Tolkien Fans: Comments and Questions

I would like to point to the left here and point out that we have multiple serious Tolkien nerds.... "Belegon" is pulled from the Sindarin glossary included in The Silmarillion.

My actual name is anglo-saxon for Powerful Ruler. Many years berfore I strated writing fiction I wanted to be a rock star. My first attempts at poetry were song lyrics. I wanted a Rock Star name that had a personal connection and I loved all things middle earth.

Beleg is Sindarin for Mighty. A fair enough synonym for Powerful, I thought. the suffix -on indicates royalty, as in Fingon and Turgon. Thus, Belegon is my Anglo-Saxon name expressed in elvish. When in high school and thinking I was going to be a rock star, I used Rikki as a first name. I stopped that because I felt too adult to be called Ricky anymore and because a member of Poison had the same idea for a cool rock star first name. My first pen name was therefore just Belegon . When Switch got picked up by Phaze Books, I needed a first name to go with Belegon, so I took my middle name and cut it down to Will.
☆ ☆ ☆ ☆ ☆ ☆ ☆
* **REQUEST 1**
In the text about Tolkien fans, translate this sentence into Spanish: "My first attempts at poetry were song lyrics."
* **REQUEST 2**
Rename "branch" to "limb" in the stretch of the records from the line "Mark shaded tree canopy in the image above." through the end of the records, and return only that stretch with nothing else changed.

* **EXTRACTED MATERIAL**
☆ ☆ ☆ ☆ ☆ ☆ ☆
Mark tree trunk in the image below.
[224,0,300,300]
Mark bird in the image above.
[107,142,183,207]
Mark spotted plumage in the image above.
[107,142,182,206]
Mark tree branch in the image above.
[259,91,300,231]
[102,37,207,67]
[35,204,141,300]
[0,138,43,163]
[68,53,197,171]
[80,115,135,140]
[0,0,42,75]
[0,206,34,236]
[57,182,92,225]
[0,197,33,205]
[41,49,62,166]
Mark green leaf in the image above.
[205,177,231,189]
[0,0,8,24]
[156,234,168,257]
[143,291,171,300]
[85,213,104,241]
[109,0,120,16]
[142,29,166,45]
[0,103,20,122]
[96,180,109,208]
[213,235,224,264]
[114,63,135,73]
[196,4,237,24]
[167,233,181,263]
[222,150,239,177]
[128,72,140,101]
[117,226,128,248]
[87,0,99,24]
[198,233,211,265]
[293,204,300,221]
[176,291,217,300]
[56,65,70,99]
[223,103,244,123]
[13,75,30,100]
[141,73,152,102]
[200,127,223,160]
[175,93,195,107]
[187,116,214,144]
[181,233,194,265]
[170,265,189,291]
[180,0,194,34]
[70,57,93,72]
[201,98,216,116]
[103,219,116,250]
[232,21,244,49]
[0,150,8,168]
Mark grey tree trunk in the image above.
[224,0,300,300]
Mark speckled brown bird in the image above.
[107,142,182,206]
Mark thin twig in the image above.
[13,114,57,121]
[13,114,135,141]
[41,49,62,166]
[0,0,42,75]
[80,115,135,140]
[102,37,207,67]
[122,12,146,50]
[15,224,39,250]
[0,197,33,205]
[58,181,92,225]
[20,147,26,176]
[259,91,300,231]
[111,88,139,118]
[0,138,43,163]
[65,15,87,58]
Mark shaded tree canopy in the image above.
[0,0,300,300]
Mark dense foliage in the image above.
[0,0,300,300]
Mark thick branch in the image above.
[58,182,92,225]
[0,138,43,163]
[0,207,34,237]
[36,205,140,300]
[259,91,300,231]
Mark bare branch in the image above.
☆ ☆ ☆ ☆ ☆ ☆ ☆
* **CORRECT OUTPUT 1**
Mis primeros intentos de poesía fueron letras de canciones.

* **CORRECT OUTPUT 2**
Mark shaded tree canopy in the image above.
[0,0,300,300]
Mark dense foliage in the image above.
[0,0,300,300]
Mark thick limb in the image above.
[58,182,92,225]
[0,138,43,163]
[0,207,34,237]
[36,205,140,300]
[259,91,300,231]
Mark bare limb in the image above.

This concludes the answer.